START LISTING
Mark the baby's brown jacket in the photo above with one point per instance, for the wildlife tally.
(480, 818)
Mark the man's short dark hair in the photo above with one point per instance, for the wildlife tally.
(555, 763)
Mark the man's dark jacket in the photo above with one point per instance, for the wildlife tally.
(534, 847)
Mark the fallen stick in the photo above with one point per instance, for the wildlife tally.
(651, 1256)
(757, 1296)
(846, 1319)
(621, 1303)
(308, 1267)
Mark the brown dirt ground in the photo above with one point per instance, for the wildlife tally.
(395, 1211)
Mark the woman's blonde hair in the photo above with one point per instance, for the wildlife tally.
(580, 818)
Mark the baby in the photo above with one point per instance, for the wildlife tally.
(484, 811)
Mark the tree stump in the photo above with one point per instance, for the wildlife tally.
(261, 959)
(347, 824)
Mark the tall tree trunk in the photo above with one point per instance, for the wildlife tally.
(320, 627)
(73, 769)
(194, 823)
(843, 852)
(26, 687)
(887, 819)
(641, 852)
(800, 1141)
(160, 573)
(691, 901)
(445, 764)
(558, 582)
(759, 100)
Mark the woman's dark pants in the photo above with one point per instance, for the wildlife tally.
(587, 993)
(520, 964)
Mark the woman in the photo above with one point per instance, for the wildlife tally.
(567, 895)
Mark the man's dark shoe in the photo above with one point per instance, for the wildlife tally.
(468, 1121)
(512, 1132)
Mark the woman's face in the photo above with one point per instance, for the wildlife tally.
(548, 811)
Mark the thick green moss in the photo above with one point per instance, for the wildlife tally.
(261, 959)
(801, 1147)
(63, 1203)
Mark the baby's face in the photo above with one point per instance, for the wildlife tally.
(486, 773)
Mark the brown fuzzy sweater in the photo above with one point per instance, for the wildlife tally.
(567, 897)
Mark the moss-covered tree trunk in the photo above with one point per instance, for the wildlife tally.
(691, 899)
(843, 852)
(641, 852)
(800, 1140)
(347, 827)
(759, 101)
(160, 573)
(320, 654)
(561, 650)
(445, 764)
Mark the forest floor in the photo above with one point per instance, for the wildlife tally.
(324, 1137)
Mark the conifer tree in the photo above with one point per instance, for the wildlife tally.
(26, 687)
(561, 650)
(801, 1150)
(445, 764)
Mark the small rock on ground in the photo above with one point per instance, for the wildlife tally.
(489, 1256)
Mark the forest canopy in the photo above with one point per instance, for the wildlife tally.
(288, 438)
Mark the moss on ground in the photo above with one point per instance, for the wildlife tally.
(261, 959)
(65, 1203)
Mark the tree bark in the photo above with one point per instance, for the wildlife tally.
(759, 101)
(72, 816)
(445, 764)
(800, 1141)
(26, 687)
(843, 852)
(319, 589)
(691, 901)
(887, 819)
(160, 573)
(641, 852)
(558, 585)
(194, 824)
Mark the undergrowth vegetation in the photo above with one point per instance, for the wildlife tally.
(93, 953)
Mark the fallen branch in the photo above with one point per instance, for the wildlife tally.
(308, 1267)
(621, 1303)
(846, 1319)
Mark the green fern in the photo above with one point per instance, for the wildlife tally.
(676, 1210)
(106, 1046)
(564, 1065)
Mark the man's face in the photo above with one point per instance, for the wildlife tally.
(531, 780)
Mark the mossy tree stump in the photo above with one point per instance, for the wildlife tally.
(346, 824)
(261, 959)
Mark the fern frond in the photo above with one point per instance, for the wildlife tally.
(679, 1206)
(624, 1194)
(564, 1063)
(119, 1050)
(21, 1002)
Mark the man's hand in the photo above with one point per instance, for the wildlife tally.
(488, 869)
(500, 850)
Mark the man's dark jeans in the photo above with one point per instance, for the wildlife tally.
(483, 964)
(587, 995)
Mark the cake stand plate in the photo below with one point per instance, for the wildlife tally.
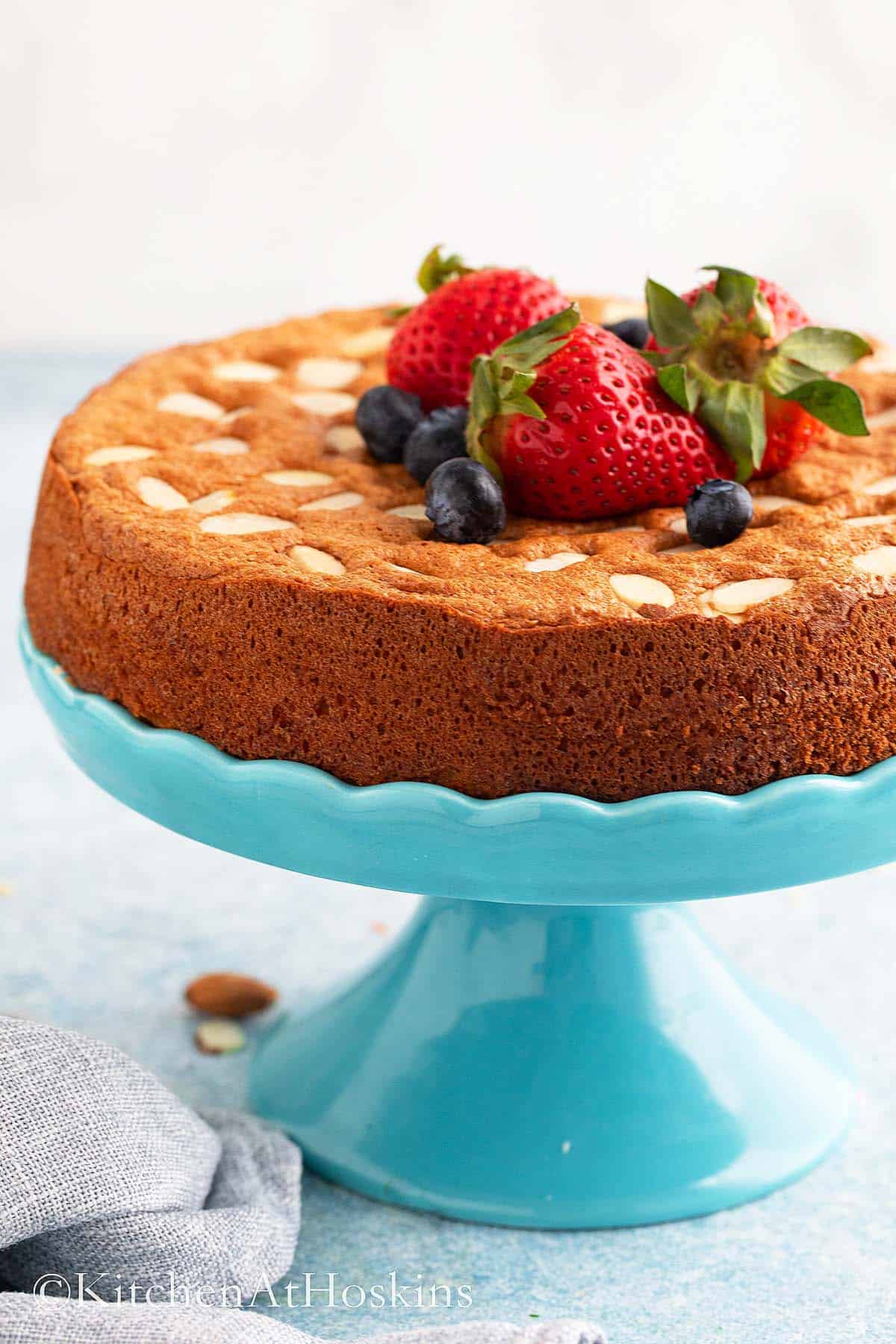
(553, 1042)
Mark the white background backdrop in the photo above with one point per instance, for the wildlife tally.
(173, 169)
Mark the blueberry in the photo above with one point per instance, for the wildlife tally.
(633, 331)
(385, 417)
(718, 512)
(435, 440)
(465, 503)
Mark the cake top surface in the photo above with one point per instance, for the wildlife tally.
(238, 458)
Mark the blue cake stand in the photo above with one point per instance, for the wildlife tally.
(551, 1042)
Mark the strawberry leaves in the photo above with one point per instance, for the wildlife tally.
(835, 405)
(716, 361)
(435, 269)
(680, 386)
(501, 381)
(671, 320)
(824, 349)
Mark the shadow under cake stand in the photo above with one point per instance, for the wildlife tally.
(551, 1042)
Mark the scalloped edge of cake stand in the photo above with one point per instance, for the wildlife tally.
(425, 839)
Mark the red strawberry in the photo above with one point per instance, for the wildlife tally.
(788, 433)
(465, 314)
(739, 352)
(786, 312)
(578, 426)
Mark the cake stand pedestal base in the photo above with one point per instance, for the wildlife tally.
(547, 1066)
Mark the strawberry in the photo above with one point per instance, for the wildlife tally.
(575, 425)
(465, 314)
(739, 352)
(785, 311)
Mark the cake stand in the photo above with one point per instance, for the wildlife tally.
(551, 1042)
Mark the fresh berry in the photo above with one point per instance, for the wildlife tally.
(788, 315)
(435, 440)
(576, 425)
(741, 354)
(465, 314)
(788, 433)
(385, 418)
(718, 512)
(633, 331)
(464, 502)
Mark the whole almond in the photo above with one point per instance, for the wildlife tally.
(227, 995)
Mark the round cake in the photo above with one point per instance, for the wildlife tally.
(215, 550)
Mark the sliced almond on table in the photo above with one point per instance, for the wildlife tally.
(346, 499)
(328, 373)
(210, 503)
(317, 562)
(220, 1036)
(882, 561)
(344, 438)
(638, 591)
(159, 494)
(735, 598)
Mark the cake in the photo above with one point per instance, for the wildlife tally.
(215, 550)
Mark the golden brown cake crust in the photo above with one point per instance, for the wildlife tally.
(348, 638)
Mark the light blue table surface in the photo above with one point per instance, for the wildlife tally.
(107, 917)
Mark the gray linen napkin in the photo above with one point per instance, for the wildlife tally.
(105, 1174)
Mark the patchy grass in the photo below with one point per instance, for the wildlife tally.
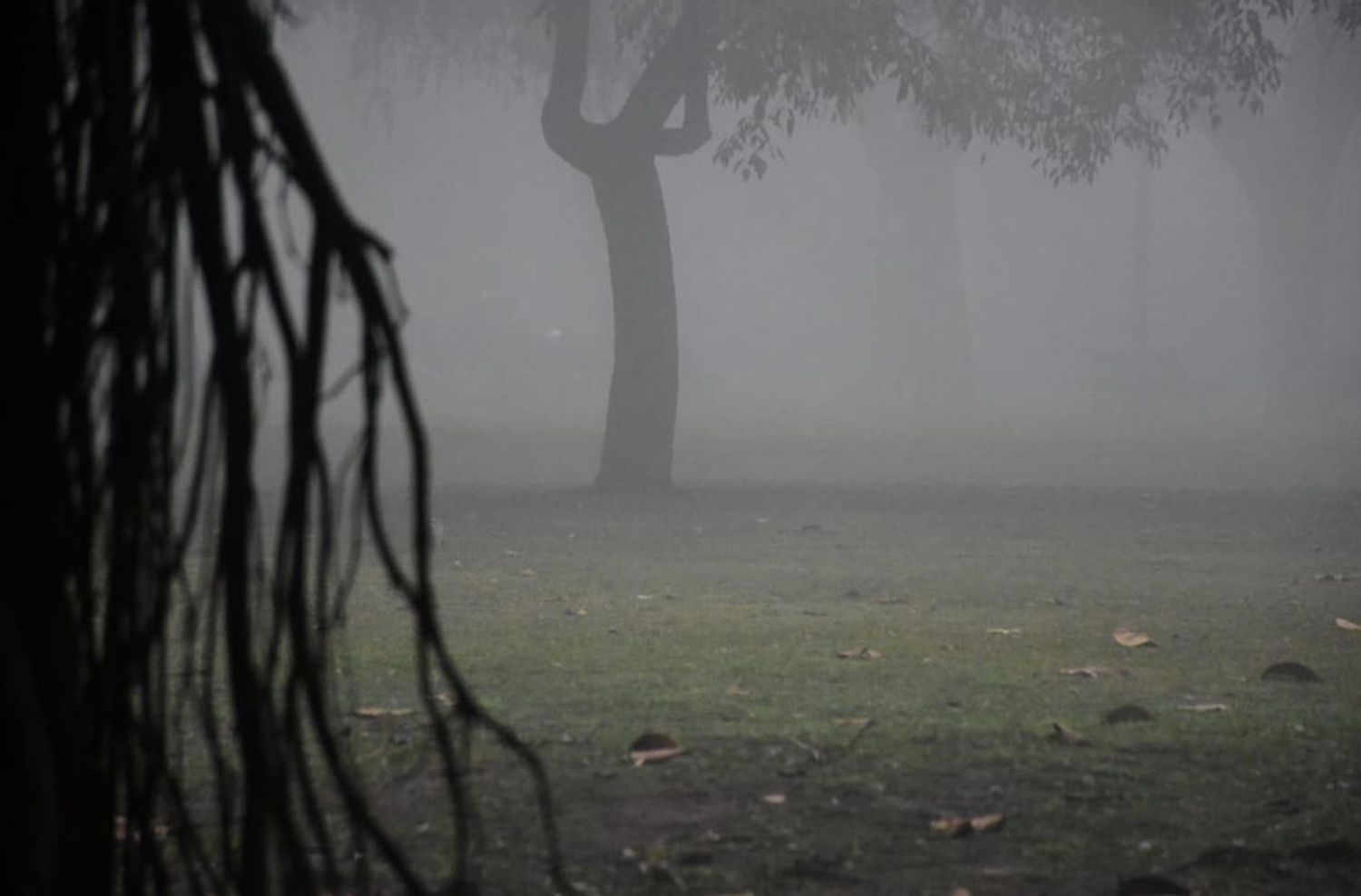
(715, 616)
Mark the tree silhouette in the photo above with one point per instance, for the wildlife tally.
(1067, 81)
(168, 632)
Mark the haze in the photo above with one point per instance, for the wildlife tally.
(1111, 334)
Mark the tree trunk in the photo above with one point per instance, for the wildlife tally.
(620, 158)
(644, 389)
END LISTING
Quote the material word for word, from the line containing "Mark the haze" through its final line, including both.

Mark the haze in the photo above with one point per instance, for the wildlife tally.
(1111, 334)
Mark the tree trunk in the photo above with one point per instance, for the wildlife tally.
(620, 158)
(644, 389)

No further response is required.